- YOUR GOAL -
Word for word, give the records again, dropping any picture they hold.

────────────────

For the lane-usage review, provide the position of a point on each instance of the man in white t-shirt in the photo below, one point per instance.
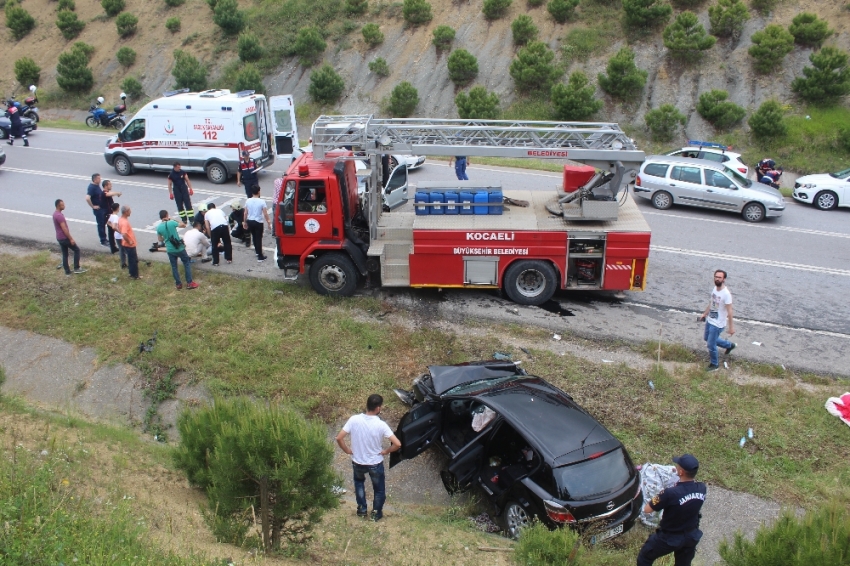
(717, 316)
(367, 432)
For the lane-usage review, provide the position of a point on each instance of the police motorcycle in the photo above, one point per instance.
(28, 108)
(100, 118)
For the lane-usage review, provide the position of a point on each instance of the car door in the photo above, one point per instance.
(417, 431)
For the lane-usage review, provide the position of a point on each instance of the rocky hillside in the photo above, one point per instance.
(412, 57)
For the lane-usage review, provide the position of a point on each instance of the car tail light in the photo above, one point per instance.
(558, 513)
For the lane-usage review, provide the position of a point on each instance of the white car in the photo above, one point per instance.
(712, 152)
(825, 191)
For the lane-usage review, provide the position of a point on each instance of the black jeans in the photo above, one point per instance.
(67, 245)
(256, 230)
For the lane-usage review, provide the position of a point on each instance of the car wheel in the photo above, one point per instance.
(217, 173)
(333, 274)
(826, 200)
(530, 282)
(662, 200)
(122, 165)
(515, 518)
(753, 212)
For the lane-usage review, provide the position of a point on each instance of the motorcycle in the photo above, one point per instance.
(100, 118)
(28, 108)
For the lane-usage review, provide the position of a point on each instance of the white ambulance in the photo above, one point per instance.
(205, 132)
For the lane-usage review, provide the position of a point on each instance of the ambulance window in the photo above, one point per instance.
(249, 124)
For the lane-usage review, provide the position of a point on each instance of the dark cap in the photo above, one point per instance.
(687, 462)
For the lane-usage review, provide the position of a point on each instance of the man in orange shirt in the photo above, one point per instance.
(128, 241)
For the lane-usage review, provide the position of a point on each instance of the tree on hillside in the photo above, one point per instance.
(478, 104)
(646, 13)
(623, 79)
(574, 101)
(770, 46)
(809, 30)
(827, 80)
(727, 18)
(686, 38)
(533, 69)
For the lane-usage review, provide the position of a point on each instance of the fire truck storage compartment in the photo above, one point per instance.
(585, 260)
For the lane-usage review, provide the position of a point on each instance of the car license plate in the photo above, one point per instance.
(607, 534)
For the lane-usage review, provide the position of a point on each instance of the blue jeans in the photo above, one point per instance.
(376, 474)
(187, 267)
(713, 340)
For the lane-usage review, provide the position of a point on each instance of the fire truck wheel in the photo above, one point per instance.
(530, 282)
(333, 274)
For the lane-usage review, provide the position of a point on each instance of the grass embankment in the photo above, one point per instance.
(285, 343)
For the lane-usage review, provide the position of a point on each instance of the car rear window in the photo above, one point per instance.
(592, 479)
(656, 170)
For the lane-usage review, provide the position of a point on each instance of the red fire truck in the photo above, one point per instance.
(585, 235)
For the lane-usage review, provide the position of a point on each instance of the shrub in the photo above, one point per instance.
(646, 13)
(574, 101)
(443, 37)
(727, 18)
(229, 17)
(309, 46)
(463, 67)
(249, 47)
(249, 78)
(72, 71)
(69, 24)
(770, 46)
(403, 100)
(416, 12)
(562, 10)
(768, 121)
(379, 67)
(372, 35)
(623, 79)
(112, 7)
(126, 56)
(495, 9)
(326, 85)
(133, 88)
(686, 38)
(27, 71)
(18, 20)
(478, 104)
(248, 455)
(126, 24)
(717, 110)
(356, 7)
(524, 30)
(188, 72)
(809, 30)
(827, 80)
(533, 68)
(664, 121)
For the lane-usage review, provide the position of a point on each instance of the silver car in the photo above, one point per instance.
(668, 180)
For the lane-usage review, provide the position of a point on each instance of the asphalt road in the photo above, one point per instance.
(790, 277)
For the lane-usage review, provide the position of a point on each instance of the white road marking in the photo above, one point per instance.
(753, 260)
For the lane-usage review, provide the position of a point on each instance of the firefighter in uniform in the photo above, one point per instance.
(679, 531)
(179, 190)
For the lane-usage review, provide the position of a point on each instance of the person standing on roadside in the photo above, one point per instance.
(128, 240)
(367, 432)
(179, 190)
(66, 241)
(175, 248)
(717, 316)
(256, 212)
(219, 231)
(678, 533)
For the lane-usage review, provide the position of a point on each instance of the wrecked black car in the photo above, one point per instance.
(533, 451)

────────────────

- TASK RESPONSE -
For the lane-usage review, provide the position of a point on each instance of the man in white t-shirt in the photo below, one point per instance.
(717, 316)
(367, 432)
For the lane-usage review, provide the position of a point on each instance of the police motorcycle in the photo above, one point per instance.
(28, 108)
(100, 118)
For the lane-usage review, provide the position of a point on each instance of the car door in the photo above, one point per instance.
(417, 431)
For the lane-usage review, provide the position of a point on each instance of the rocky hillside in the photo above, one point per instance.
(412, 57)
For the lane-usage review, provide the position of a point on each instance of the car tail light in the photo above, one point per instance.
(558, 513)
For the lane-usage review, provide the position of a point on each instance of the white car in the photo above, one point per instance.
(712, 152)
(825, 191)
For the lane-usage review, provide the position of a point on each instance of the black jeans in the photo above, one point per instance.
(67, 245)
(256, 230)
For the lane-usage review, provide the position of a point on each instance of the car wheel in the photo above, one point per instance.
(217, 173)
(333, 274)
(826, 200)
(530, 282)
(662, 200)
(122, 165)
(515, 518)
(753, 212)
For the lane-usage review, provide the position of a point on each instance of the motorcycle in the photo above, one point per instance.
(100, 118)
(28, 108)
For the lane-usage review, provide the position of a point on each instance of the white ambulance in the photo above, one point per instance.
(205, 132)
For the lane-usage review, provide the position of a point on each instance of the ambulance window in the photo above, one point per instance.
(249, 124)
For the lane-usage review, provide the position of a point on each instance of the dark cap in the photo above, one point per instance.
(687, 462)
For the lane-usage review, provide the position of a point on each instance of the man in orange shirt in the photo above, one point per instance.
(128, 241)
For the lane-usage review, provide the position of a point on each instance of the tree on hillside in the photo above, one point per instance.
(478, 104)
(646, 13)
(623, 79)
(574, 101)
(770, 46)
(809, 30)
(827, 80)
(727, 18)
(686, 38)
(533, 69)
For the lane-usage review, provide the position of a point on each instance of the fire truck storage compartment in the photo above, one point per instance.
(585, 260)
For the lane-usage review, provide the position of a point on each instance of the car license plate in the photo above, one point per instance.
(607, 534)
For the lane-usage review, provide the position of a point on each instance of the blue jeans in the photo above, one point per instance.
(376, 474)
(187, 267)
(713, 340)
For the lane-usage review, provide the position of a point on each instance of the fire truck wheel in the photo above, one point per instance.
(530, 282)
(333, 274)
For the lane-usage review, provide the position of a point on each instance of the grass embankment in the photo above, one point per instance.
(285, 343)
For the lane-usage review, provide the position of a point on each instance of the car rear window in the photo above, one point per instance.
(592, 479)
(656, 170)
For the lane-usage review, provide the position of a point on each instance of the red fire truck in the photo above, one point per instance.
(585, 235)
For the lane-usage review, provide the position of a point on each instance of the shrub in the photo above, one point per instance.
(646, 13)
(574, 101)
(443, 37)
(727, 18)
(229, 17)
(309, 46)
(463, 67)
(249, 47)
(249, 78)
(72, 71)
(69, 24)
(770, 46)
(403, 100)
(416, 12)
(562, 10)
(768, 121)
(379, 67)
(372, 35)
(623, 79)
(112, 7)
(126, 56)
(495, 9)
(326, 85)
(133, 88)
(686, 38)
(27, 71)
(18, 20)
(478, 104)
(248, 455)
(126, 24)
(717, 110)
(356, 7)
(524, 30)
(188, 72)
(809, 30)
(827, 80)
(533, 68)
(664, 121)
For the lane-usage review, provide the position of a point on each instance of the silver car in the photo above, one point per instance.
(668, 180)
For the lane-usage review, provide the position of a point on each instance of the asphalt road in the photo above, one point per instance.
(790, 277)
For the lane-usage review, provide the position of a point on each instance of the white road marking in the photo above, one point per instance.
(753, 260)
For the lane-usage review, provide the position of a point on each instance of the firefighter in uniform in the photo above, one point per instance.
(679, 531)
(179, 190)
For the lane-usage review, provide the position of a point on each instance of the person standing on roadside in the photo above, one point per instance.
(128, 240)
(367, 432)
(179, 190)
(66, 241)
(175, 248)
(717, 316)
(256, 212)
(219, 231)
(678, 533)
For the lane-usage review, provide the position of a point on each instance of the wrecked black car in the photo above, one point per instance.
(533, 451)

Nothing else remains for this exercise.